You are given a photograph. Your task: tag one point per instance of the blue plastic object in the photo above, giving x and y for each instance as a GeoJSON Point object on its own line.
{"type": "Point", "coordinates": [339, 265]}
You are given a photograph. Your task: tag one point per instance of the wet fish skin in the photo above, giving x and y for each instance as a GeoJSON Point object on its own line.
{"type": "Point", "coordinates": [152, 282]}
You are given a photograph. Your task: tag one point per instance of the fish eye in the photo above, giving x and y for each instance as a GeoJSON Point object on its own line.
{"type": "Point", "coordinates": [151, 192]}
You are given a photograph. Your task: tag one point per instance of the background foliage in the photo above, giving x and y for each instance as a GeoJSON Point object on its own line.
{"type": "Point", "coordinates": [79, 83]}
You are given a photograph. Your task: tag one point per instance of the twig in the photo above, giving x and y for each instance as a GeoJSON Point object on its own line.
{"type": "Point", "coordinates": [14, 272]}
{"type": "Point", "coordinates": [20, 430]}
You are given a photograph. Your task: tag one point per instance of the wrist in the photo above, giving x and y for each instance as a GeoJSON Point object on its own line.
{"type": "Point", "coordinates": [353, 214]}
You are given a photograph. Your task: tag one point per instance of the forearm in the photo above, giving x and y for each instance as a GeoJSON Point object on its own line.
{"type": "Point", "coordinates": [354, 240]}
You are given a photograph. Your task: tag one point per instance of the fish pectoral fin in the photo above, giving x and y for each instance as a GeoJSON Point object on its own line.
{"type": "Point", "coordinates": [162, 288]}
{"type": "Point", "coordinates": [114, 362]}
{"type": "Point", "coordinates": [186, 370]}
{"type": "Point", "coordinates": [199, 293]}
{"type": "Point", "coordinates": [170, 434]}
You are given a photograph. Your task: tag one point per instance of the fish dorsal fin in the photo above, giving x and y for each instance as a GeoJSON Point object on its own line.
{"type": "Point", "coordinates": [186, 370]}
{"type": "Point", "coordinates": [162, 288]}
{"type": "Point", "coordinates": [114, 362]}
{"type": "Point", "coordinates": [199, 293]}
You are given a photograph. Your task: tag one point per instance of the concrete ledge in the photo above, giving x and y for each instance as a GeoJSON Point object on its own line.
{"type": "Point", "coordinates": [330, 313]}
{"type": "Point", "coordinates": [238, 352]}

========================

What needs to be done ::
Retype the records above exactly, from the line with "of the wrist" up to and including the last line of the records.

Exercise answer ::
You are given a photograph. Your task: tag one point per instance of the wrist in the photo above, giving x and y for each instance as a GeoJSON Point object on its own line.
{"type": "Point", "coordinates": [353, 214]}
You are given a photograph. Your task: tag one point per instance of the forearm in the photo above, giving x and y for each instance as a GeoJSON Point object on its own line.
{"type": "Point", "coordinates": [354, 240]}
You are given a photograph. Your task: tag one point per instance of the fish pectoral fin in the photo above, giving x and y for each instance as a GeoJSON Point object on its own line.
{"type": "Point", "coordinates": [162, 288]}
{"type": "Point", "coordinates": [114, 362]}
{"type": "Point", "coordinates": [186, 370]}
{"type": "Point", "coordinates": [199, 293]}
{"type": "Point", "coordinates": [170, 434]}
You are given a photograph. Your task: tag one point per instance of the fish dorsal fin in the photo above, giving x and y for each instance as a GeoJSON Point object on its own line.
{"type": "Point", "coordinates": [186, 370]}
{"type": "Point", "coordinates": [162, 288]}
{"type": "Point", "coordinates": [114, 362]}
{"type": "Point", "coordinates": [199, 293]}
You are given a photograph. Your task: tag one point per instance of the concrete ledge in the photo above, giving x and y for each instance as a GeoJSON Point object on its own line.
{"type": "Point", "coordinates": [330, 313]}
{"type": "Point", "coordinates": [238, 352]}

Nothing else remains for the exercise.